▸ Work to be completed:
Note the line where "For full credit, report the bounding box of the asphalt" appears in the data below; write it out exactly, along with every line that comes after it to the end.
##########
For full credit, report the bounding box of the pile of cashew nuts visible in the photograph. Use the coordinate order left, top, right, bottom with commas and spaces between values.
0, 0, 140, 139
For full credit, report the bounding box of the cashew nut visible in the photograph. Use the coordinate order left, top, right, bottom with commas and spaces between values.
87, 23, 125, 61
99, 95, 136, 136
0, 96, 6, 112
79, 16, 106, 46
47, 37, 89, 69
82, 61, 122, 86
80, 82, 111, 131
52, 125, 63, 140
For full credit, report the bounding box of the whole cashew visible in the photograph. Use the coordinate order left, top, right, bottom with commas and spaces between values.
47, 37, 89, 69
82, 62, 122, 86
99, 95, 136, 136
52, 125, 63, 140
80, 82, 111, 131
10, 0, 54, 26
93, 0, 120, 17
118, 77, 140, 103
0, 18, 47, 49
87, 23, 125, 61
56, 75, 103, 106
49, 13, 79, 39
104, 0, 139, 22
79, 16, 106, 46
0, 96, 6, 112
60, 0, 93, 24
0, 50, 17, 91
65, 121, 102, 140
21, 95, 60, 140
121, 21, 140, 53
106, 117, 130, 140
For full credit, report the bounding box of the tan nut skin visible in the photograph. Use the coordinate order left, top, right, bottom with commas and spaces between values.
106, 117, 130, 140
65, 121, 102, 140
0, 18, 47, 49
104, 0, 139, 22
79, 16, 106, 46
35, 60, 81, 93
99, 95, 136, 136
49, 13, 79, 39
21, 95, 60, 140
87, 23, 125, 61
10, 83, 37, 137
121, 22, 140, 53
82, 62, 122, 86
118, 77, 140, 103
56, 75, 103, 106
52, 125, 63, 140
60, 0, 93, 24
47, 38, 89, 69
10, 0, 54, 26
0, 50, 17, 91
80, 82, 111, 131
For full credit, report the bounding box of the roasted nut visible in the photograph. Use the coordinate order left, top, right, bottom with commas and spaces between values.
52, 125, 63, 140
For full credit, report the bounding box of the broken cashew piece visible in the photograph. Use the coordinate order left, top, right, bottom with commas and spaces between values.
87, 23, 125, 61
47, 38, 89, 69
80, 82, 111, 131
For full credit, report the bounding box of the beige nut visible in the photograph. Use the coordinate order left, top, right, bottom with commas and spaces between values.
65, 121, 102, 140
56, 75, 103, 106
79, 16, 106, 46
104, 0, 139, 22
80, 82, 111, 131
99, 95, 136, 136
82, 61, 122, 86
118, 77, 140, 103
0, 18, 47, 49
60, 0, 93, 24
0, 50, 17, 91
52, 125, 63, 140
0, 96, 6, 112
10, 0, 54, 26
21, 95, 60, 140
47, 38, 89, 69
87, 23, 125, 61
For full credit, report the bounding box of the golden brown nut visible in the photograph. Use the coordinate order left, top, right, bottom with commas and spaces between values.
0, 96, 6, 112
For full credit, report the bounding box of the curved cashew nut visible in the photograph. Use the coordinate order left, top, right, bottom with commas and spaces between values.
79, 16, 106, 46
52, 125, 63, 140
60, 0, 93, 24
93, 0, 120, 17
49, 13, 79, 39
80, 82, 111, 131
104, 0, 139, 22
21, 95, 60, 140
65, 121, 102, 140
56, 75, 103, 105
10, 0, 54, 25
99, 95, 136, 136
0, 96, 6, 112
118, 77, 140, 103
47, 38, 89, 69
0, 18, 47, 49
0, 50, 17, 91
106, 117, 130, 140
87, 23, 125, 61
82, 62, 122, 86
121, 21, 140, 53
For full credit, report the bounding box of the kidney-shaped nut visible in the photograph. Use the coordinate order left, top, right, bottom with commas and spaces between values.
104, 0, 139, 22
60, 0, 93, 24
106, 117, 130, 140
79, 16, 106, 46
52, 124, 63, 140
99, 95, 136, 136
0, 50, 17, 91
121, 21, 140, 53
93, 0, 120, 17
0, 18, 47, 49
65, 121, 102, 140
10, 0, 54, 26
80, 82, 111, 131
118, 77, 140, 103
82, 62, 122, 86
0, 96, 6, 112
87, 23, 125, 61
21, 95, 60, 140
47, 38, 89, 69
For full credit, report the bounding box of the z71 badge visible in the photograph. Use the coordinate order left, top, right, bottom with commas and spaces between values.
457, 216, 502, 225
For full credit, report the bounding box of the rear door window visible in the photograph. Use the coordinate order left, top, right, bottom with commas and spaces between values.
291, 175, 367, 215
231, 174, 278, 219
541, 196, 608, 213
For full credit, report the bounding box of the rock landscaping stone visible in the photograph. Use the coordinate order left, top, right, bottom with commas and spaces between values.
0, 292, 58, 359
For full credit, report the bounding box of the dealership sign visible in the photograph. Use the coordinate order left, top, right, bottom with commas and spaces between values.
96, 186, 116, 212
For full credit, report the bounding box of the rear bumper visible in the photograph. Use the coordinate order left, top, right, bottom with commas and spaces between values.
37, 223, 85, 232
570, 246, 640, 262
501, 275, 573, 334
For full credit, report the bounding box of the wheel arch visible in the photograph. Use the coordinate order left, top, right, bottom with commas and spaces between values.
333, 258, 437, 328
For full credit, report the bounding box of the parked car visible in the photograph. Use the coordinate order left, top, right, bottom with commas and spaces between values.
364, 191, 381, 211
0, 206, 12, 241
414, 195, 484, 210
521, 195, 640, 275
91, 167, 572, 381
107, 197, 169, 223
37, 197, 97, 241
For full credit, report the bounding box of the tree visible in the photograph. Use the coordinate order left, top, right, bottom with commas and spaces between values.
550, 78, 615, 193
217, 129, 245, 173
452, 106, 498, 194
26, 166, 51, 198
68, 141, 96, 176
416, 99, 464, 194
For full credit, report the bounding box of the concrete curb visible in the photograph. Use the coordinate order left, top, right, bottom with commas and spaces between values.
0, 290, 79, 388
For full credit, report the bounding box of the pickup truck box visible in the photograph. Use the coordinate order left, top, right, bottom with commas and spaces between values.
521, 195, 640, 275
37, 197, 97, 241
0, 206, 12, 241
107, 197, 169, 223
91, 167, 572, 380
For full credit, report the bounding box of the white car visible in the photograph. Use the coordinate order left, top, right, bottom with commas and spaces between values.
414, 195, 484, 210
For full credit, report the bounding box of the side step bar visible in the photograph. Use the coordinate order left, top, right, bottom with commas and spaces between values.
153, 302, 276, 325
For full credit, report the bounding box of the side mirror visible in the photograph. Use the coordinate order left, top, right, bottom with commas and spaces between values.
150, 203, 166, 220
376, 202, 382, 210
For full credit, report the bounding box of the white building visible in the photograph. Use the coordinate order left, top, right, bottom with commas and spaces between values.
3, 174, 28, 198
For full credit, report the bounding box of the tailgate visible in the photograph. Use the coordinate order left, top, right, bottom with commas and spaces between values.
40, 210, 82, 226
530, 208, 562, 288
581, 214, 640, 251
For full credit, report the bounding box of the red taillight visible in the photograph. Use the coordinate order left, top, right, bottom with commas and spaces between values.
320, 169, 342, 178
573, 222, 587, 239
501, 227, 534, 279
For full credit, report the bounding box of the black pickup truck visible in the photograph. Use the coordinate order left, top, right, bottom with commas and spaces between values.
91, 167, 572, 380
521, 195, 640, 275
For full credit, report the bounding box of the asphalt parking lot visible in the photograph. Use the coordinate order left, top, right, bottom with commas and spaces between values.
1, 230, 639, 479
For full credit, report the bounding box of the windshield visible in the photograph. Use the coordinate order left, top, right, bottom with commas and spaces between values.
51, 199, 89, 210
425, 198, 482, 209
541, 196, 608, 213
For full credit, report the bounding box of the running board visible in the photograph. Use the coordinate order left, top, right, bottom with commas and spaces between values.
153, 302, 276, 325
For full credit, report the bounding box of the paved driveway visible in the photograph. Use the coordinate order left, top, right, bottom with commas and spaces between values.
##########
▸ Solution:
For full credit, report the bounding box of the asphalt parking lot visible in the photograph. Use the coordinate order left, top, right, bottom with commas and spaces between values.
1, 230, 639, 479
For full credit, report the bounding box of the windshield visible in the photograph. Use the coordinate order left, top, right, bottom with commas and spaces between values.
51, 199, 89, 210
425, 198, 482, 209
541, 196, 608, 213
For full credit, report the bounding box of the running board visible in the photograph. Use the coordinate order left, top, right, bottom with commas and spaces between values.
153, 302, 276, 325
For full credit, report the bounding box of the paved driveway visible in the photograph. Use the coordinate order left, top, right, bottom with commas and spaces between values.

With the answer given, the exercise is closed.